Instructions for the task ▸
Could you reproduce every entry that follows, exactly as shown?

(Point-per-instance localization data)
════
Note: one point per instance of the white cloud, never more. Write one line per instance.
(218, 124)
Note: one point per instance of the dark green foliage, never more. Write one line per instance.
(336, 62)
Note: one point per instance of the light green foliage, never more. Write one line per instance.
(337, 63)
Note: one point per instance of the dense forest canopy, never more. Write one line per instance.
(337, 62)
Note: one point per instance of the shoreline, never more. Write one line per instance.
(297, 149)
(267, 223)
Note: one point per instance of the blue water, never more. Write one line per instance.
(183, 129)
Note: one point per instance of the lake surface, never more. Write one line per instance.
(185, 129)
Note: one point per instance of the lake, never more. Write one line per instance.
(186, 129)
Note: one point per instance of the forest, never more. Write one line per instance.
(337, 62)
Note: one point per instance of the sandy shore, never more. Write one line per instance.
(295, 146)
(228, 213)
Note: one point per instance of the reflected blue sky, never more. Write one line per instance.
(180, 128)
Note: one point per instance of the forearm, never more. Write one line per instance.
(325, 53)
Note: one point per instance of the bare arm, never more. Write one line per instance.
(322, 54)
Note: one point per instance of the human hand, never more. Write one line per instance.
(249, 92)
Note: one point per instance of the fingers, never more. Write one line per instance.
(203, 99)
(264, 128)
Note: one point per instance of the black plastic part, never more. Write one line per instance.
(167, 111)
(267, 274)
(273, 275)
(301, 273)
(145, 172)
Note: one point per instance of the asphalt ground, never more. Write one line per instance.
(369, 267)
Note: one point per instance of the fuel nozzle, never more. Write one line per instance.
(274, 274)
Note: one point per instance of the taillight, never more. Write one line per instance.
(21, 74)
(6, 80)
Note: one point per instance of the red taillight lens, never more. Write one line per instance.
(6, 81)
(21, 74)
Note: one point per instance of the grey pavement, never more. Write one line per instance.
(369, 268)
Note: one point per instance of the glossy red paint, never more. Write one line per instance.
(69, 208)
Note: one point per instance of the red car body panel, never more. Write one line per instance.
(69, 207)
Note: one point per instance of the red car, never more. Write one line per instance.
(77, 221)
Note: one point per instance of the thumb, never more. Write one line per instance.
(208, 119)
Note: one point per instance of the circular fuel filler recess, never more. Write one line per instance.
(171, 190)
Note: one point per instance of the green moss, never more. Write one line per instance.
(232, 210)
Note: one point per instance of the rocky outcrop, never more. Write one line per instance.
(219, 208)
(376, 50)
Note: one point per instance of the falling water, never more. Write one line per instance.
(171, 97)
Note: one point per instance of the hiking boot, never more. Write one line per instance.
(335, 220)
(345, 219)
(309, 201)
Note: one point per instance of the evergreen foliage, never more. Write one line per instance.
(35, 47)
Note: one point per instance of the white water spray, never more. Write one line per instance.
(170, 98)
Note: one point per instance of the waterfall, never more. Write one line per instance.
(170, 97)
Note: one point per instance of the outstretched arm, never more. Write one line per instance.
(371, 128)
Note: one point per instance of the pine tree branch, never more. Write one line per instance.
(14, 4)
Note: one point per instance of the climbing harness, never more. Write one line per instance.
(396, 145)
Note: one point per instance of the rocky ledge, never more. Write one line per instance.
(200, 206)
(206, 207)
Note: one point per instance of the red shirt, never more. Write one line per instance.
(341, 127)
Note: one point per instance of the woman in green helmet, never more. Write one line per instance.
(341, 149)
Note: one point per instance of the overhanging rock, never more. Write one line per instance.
════
Solution to this task ▸
Note: one point per instance of the white cloud, never more. Write one line per instance.
(218, 124)
Note: one point per instance of the dark green foliage, never more. Write one line per instance.
(336, 62)
Note: one point per instance of the light green foliage, never more. Write one line per instance.
(337, 63)
Note: one point per instance of the dense forest canopy, never more. Write one line per instance.
(337, 62)
Note: one point per instance of the shoreline, never more. Write one line per instance.
(297, 149)
(267, 223)
Note: one point per instance of the blue water, never more. Write one line per instance.
(183, 129)
Note: one point per instance of the lake surface, never more. Write one line per instance.
(185, 129)
Note: one point per instance of the lake, never more. Write one line per instance.
(186, 129)
Note: one point per instance of the forest, never more. Write one line per instance.
(337, 62)
Note: one point per instance of the sandy shore, never more. Write one line per instance.
(295, 146)
(228, 213)
Note: one point per instance of the reflected blue sky, never more. Write one line per instance.
(180, 128)
Note: one point per instance of the forearm, never more. Write one line per instance.
(325, 53)
Note: one point per instance of the bare arm, never more. Write one line per instance.
(322, 54)
Note: one point per instance of the human hand, never more. Write one line per instance.
(249, 92)
Note: one point per instance of the fingers, never more. Write one line per instance.
(203, 99)
(264, 128)
Note: one point per instance of the black plastic part, never more. Write one line per instance.
(167, 111)
(267, 274)
(273, 275)
(301, 273)
(145, 172)
Note: one point per instance of the asphalt ground, never more. Write one line per instance.
(369, 267)
Note: one point per instance of the fuel nozzle, never more. Write one line per instance.
(274, 274)
Note: one point per instance of the taillight, never more. Write one line per instance.
(21, 74)
(6, 80)
Note: one point per instance of the red taillight lens, never more. Write one line per instance.
(6, 81)
(21, 74)
Note: one point per instance of the grey pavement, never more. Write one line per instance.
(369, 268)
Note: one point per instance of the glossy red paint, never more. Write one line per instance.
(69, 208)
Note: one point per instance of the red car body panel, never more. Write one line per instance.
(69, 207)
Note: one point per instance of the red car, never more. Write one line per instance.
(77, 221)
Note: one point per instance of the thumb, never more. Write one line per instance.
(208, 119)
Note: one point per instance of the circular fuel filler recess, never more. Write one line per instance.
(171, 190)
Note: one point per instance of the green moss, never more. Write one line per instance.
(232, 210)
Note: one point per instance of the rocky outcrop, never more. Write one line per instance.
(219, 208)
(376, 50)
Note: one point per instance of the falling water, never more. Write one line per instance.
(171, 97)
Note: one point per instance of the hiking boot, never more. Write one line per instance.
(335, 220)
(345, 219)
(309, 201)
Note: one point per instance of the evergreen foliage, never more. Write one line per instance.
(35, 47)
Note: one point per instance of the white water spray, never more. Write one line per instance.
(170, 98)
Note: one point per instance of the waterfall, never more. Write one line per instance.
(170, 97)
Note: one point per instance of the outstretched arm, never more. Write one line per instance.
(371, 128)
Note: one point per instance of the pine tree branch, never more. Write one line per instance.
(14, 4)
Note: one point per instance of the climbing harness, never more. Write one line per instance.
(396, 145)
Note: one point per instance of the rocky ledge, never more. Write one line per instance.
(200, 206)
(206, 207)
Note: one point per instance of the red shirt, never more. Write one line per instance.
(341, 127)
Note: one point per instance of the woman in green helmet, never more. Write one line per instance.
(341, 149)
Note: one point per instance of the overhanging rock, never more. Write one line per instance.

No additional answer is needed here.